- EXTRACT
========================================================================

Background:
Linq-To-Objects has the extension method Count()
(the overload not taking a predicate). Of course sometimes when a method requires only an IEnumerable<out T>
(to do Linq), we will really pass a "richer" object to it, such as an ICollection<T>
. In that situation it would be wasteful to actually iterate through the entire collection (i.e. get the enumerator and "move next" a whole bunch of times) to determine the count, for there is a property ICollection<T>.Count
for this purpose. And this "shortcut" has been used in the BCL since the beginning of Linq.
Now, since .NET 4.5 (of 2012), there is another very nice interface, namely IReadOnlyCollection<out T>
. It is like the ICollection<T>
except that it only includes those member that return a T
. For that reason it can be covariant in T
("out T
"), just like IEnumerable<out T>
, and that is really nice when item types can be more or less derived. But the new interface has its own property, IReadOnlyCollection<out T>.Count
. See elsewhere on SO why these Count
properties are distinct (instead of just one property).
The question:
Linq's method Enumerable.Count(this source)
does check for ICollection<T>.Count
, but it does not check for IReadOnlyCollection<out T>.Count
.
Given that it is really natural and common to use Linq on read-only collections, would it be a good idea to change the BCL to check for both interfaces? I guess it would require one additional type check.
And would that be a breaking change (given that they did not "remember" to do this from the 4.5 version where the new interface was introduced)?
Sample code
Run the code:
var x = new MyColl();
if (x.Count() == 1000000000)
{
}
var y = new MyOtherColl();
if (y.Count() == 1000000000)
{
}
where MyColl
is a type implementing IReadOnlyCollection<>
but not ICollection<>
, and where MyOtherColl
is a type implementing ICollection<>
. Specifically I used the simple/minimal classes:
class MyColl : IReadOnlyCollection<Guid>
{
public int Count
{
get
{
Console.WriteLine("MyColl.Count called");
// Just for testing, implementation irrelevant:
return 0;
}
}
public IEnumerator<Guid> GetEnumerator()
{
Console.WriteLine("MyColl.GetEnumerator called");
// Just for testing, implementation irrelevant:
return ((IReadOnlyCollection<Guid>)(new Guid[] { })).GetEnumerator();
}
System.Collections.IEnumerator System.Collections.IEnumerable.GetEnumerator()

========================================================================

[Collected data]
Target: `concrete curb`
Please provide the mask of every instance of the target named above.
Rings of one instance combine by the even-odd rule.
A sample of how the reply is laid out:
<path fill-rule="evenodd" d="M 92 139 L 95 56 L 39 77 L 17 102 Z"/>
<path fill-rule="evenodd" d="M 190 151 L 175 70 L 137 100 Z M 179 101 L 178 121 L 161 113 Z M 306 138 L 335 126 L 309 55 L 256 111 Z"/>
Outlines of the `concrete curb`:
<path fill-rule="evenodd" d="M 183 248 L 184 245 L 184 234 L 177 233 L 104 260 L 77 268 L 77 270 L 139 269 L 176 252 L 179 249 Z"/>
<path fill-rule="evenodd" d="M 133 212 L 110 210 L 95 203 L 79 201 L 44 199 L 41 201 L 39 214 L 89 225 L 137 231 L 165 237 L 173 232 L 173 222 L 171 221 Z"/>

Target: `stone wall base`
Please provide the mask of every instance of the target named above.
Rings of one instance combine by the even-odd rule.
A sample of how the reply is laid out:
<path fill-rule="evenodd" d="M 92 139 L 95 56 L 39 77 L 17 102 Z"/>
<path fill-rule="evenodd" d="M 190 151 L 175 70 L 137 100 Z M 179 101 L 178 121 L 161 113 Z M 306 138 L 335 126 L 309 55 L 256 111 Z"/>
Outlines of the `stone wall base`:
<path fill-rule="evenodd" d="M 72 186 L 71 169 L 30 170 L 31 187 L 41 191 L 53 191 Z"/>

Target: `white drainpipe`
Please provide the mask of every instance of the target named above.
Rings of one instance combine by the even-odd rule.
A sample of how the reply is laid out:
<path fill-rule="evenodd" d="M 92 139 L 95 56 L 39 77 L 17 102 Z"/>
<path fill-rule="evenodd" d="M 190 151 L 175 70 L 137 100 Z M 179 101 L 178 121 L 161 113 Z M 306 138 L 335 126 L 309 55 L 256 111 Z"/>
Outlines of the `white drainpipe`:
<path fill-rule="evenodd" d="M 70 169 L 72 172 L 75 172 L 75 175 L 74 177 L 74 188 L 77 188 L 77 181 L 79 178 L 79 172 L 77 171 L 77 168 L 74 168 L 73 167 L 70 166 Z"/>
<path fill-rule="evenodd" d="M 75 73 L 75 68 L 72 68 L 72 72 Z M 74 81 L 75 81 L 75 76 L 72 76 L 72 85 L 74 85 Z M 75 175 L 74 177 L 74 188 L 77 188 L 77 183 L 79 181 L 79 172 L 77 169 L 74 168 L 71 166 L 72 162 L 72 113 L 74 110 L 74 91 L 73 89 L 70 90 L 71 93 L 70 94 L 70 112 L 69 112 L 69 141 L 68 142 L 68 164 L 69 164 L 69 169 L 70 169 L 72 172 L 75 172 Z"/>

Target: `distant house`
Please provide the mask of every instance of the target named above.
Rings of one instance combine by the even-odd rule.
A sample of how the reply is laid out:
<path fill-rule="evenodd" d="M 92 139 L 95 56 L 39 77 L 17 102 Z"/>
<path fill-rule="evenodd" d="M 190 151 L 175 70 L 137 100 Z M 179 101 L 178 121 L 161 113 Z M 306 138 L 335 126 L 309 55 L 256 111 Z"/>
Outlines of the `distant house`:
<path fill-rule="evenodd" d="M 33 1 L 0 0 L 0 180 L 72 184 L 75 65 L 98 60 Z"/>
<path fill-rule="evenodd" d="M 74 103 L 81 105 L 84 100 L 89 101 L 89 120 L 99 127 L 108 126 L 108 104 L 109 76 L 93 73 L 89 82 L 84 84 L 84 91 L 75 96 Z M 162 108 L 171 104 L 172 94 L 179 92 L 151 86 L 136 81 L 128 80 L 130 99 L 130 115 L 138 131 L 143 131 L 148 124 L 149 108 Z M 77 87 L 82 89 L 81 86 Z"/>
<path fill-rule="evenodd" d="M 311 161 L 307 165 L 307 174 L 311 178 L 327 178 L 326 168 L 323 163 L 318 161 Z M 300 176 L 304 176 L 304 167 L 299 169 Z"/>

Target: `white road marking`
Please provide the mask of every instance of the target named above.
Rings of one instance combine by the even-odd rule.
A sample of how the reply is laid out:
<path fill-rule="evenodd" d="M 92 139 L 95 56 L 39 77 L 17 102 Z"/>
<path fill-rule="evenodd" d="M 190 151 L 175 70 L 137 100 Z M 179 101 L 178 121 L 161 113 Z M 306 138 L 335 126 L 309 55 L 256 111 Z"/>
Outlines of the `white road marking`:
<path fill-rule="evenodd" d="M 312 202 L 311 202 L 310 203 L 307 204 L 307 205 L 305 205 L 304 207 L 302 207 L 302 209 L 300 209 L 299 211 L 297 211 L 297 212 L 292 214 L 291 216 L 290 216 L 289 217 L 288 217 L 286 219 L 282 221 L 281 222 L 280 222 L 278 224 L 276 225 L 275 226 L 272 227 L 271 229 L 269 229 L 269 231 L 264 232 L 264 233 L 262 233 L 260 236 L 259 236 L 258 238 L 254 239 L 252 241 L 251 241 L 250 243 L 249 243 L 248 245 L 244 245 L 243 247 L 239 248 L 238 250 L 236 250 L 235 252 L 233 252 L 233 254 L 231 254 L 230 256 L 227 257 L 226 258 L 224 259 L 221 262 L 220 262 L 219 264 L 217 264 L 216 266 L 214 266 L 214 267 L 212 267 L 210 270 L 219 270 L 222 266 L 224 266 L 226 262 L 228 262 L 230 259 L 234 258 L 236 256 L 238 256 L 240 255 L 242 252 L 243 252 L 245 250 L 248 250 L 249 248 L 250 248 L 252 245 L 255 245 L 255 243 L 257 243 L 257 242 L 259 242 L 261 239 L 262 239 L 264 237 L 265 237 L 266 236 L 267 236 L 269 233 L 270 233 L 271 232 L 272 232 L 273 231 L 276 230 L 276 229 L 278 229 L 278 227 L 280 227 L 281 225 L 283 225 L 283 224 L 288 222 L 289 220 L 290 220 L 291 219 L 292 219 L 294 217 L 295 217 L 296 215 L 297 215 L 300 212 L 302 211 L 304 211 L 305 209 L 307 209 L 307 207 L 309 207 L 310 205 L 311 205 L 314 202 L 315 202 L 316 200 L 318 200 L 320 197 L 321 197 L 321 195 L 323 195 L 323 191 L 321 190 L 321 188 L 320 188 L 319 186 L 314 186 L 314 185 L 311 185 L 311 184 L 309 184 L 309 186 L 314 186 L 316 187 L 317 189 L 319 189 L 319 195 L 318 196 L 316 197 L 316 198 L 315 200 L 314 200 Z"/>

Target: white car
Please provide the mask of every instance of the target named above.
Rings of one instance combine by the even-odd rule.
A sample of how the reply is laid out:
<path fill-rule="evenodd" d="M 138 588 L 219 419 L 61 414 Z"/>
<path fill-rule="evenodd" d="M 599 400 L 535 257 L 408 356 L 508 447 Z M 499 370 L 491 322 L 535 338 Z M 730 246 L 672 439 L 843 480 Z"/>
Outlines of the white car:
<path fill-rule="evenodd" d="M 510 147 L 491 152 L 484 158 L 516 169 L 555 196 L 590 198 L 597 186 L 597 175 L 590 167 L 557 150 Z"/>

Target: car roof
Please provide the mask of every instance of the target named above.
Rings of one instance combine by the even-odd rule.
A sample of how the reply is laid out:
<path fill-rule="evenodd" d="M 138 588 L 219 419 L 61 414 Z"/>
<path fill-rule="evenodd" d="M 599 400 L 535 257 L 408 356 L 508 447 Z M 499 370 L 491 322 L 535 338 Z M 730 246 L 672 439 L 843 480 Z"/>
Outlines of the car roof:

========================================================================

- CHALLENGE A
Write out the passage of the Linq Count question that runs from "Given that it" down to "additional type check.".
- CHALLENGE B
According to the Linq Count question, since which .NET version has the IReadOnlyCollection<out T> interface been available?
- CHALLENGE C
Give what follows in the Linq Count question, continuing from the last line it shows.
The records were drawn from a separate source.

- WRITTEN ANSWER A
Given that it is really natural and common to use Linq on read-only collections, would it be a good idea to change the BCL to check for both interfaces? I guess it would require one additional type check.

- WRITTEN ANSWER B
Since .NET 4.5, released in 2012.

- WRITTEN ANSWER C
{
Console.WriteLine("MyColl.System.Collections.IEnumerable.GetEnumerator called");
return GetEnumerator();
}
}
class MyOtherColl : ICollection<Guid>
{
public int Count
{
get
{
Console.WriteLine("MyOtherColl.Count called");
// Just for testing, implementation irrelevant:
return 0;
}
}
public bool IsReadOnly
{
get
{
return true;
}
}
public IEnumerator<Guid> GetEnumerator()
{
Console.WriteLine("MyOtherColl.GetEnumerator called");
// Just for testing, implementation irrelevant:
return ((IReadOnlyCollection<Guid>)(new Guid[] { })).GetEnumerator();
}
System.Collections.IEnumerator System.Collections.IEnumerable.GetEnumerator()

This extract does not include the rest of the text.